> _PROBLEMS AND TASKS_:
• A. Copy a passage from the article on the UP Charter bills word for word, beginning at the words that contain "and Philippine National" and stopping after "UP’s fiscal autonomy.".
• B. Does each statement below agree with the article on the UP Charter bills? Answer yes or no for each, quoting the deciding words of the article.
(i) Senate Bill 2587 seeks to revise the 95-year old UP Charter.
(ii) House Bill 455 was filed by Sen. Edgardo Angara.
(iii) The statement of support from UP Manila and UP-PGH officials backed five provisions of the bill.

> _EXCERPT PROVIDED_:
+===+
House
and Senate Bills on UP Charter revision:
The Road to UP’s Commercialization
Constituents
of the University of the Philippines (UP) registered their opposition to Senate
Bill 2587, which seeks to revise the 95-year old UP Charter and commercialize
the university’s educational system, during the system-wide protest held July
1.
BY
AUBREY SC MAKILAN
Bulatlat.com
All-UP
Academic Employees’ Union vice president Dr. Edberto M. Villegas said in an
interview with Bulatlat.com over the weekend that the Senate bill known
as “The University of the Philippines Charter of 2003” is exactly the same
as House Bill 455 filed at the lower House and approved in December last year.
Villegas
criticized the two bills, filed by Rep. Miguel Zubiri and Sen. Edgardo Angara in
the House and Senate, respectively.
He
said the bill primarily preserves the “authoritarian character” of the Board
of Regents (BOR) through its “plenary power” which can prevail over any
decision of any entity within the four independent units of UP. These autonomous
units are UP Diliman, Manila, Los Baños, and Visayas. The rest are extension
units and programs.
The
academic union fears that this “absolute power” includes the outright sale
of the university properties and joint ventures with private corporations and
securitization that may lead to the commercialization of UP resources and
assets, eventually to its privatization as reflected in the UP Strategic Plan
for 2008. The same thing happened to Manila Waterworks and Sewerage System (MWSS)
and Philippine National Bank (PNB), Villegas said.
Comparative (dis)
advantage
Last
May, officials and some personnel of UP Manila and UP Philippine General
Hospital (UP-PGH), led by the chancellor, issued a statement of support to the
bill.
The
statement supported five provisions of the bill: the declaration of UP as the
National University of the country; exemption from the Salary Standardization
Law (SSL); inclusion of the administrative staff/reps
regent in the BOR; tax exemption of the university; and codification of
executive issuances and statutes of UP’s fiscal autonomy.
The
academic union, however said that the declaration of UP as the National
University of the country is “just a change in name” and does not mean
budget increase. Tax exemptions, already being enjoyed by private universities,
“are no big gain to boast about since it may only encourage the board to
further commercialize UP,” the union added.
UP
Diliman’s university student council chairperson JPaul Manzanilla concurred.
He said such distinction for UP “should not isolate itself from the plight of
other state colleges and universities and the entire educational system.”
“If
the government is still unable to provide for its ‘National University,’
what more can it offer to other institutions that the government treats without
such distinction?” Manzanilla posed.
+===+
> _RECORDS SUPPLIED_:
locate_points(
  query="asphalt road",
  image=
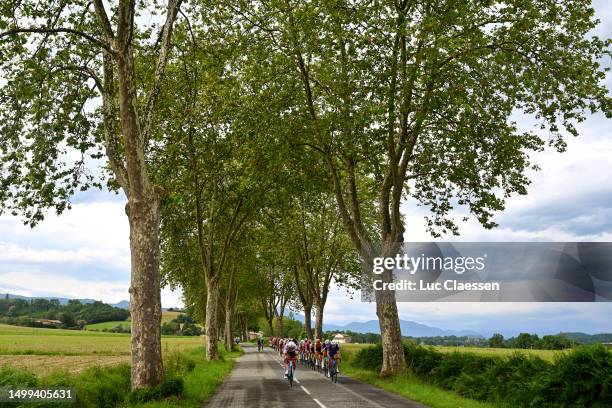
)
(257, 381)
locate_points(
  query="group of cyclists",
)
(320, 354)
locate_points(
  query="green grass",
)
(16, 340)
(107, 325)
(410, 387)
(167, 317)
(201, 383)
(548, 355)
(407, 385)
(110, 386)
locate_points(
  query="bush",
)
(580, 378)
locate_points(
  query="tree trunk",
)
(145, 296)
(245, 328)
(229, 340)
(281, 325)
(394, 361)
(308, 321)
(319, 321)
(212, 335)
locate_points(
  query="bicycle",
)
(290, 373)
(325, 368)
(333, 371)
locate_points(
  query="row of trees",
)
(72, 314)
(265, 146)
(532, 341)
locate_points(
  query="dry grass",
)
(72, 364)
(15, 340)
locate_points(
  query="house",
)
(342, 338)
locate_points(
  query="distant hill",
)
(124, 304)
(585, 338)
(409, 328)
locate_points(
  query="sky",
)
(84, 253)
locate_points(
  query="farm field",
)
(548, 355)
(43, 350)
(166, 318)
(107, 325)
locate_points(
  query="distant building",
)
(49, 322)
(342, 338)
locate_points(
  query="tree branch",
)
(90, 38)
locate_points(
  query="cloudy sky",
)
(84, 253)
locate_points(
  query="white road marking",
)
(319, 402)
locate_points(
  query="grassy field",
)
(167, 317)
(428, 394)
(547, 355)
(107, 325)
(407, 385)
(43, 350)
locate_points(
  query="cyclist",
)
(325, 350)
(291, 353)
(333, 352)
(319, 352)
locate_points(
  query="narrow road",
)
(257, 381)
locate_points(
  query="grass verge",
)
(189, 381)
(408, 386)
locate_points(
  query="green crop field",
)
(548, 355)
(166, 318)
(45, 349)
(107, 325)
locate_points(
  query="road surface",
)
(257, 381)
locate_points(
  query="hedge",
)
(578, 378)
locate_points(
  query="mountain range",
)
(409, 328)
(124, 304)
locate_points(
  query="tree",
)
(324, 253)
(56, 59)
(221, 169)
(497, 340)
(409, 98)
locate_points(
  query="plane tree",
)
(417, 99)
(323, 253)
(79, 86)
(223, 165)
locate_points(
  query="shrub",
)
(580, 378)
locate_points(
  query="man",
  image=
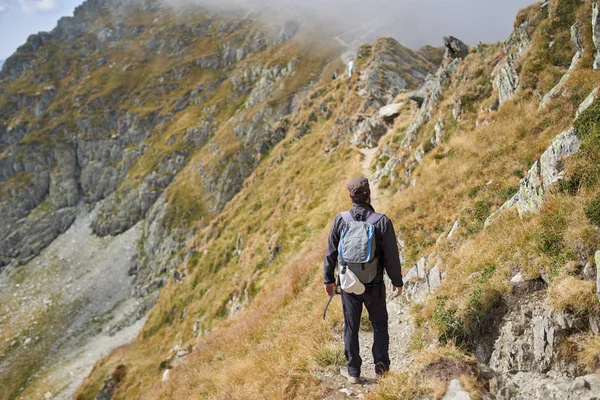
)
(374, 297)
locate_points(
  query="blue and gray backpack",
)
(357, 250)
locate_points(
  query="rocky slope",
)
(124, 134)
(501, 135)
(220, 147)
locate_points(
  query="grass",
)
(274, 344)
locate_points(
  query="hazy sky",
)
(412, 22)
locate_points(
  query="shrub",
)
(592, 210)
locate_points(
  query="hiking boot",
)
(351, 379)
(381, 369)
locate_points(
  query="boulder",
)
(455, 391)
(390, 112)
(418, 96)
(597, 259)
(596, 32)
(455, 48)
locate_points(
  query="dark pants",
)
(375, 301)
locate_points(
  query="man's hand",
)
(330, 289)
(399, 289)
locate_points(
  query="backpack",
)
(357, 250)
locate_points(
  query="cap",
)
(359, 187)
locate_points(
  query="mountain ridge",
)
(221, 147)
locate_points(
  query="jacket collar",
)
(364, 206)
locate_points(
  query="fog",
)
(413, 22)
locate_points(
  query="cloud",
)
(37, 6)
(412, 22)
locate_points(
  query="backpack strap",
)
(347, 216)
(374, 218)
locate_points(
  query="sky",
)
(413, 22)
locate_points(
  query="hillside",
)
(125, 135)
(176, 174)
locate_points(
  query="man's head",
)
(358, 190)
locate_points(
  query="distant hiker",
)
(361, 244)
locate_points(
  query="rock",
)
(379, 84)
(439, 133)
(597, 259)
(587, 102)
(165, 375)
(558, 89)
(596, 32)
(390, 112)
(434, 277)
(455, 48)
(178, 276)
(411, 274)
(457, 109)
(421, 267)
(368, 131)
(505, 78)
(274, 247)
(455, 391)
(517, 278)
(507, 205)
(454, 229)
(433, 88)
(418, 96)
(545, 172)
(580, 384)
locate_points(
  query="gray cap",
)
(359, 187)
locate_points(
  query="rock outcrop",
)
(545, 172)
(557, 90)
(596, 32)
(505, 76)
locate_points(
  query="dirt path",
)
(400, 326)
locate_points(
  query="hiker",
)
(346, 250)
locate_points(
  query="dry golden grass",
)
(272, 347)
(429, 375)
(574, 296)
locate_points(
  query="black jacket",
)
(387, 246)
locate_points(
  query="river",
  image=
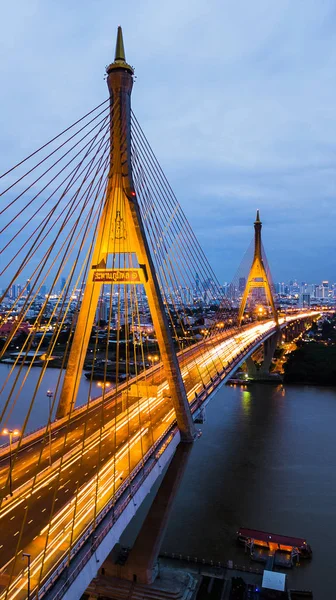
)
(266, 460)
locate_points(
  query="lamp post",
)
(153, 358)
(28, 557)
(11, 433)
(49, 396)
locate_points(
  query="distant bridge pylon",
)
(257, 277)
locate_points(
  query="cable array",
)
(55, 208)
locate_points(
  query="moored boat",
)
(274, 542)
+===+
> _SOLUTIONS FOR EACH TASK_:
• A.
and Philippine National Bank (PNB), Villegas said.
Comparative (dis)
advantage
Last
May, officials and some personnel of UP Manila and UP Philippine General
Hospital (UP-PGH), led by the chancellor, issued a statement of support to the
bill.
The
statement supported five provisions of the bill: the declaration of UP as the
National University of the country; exemption from the Salary Standardization
Law (SSL); inclusion of the administrative staff/reps
regent in the BOR; tax exemption of the university; and codification of
executive issuances and statutes of UP’s fiscal autonomy.

• B.
(i) Yes: "which seeks to revise the 95-year old UP Charter"
(ii) No: "filed by Rep. Miguel Zubiri and Sen. Edgardo Angara in the House and Senate, respectively."
(iii) Yes: "The statement supported five provisions of the bill"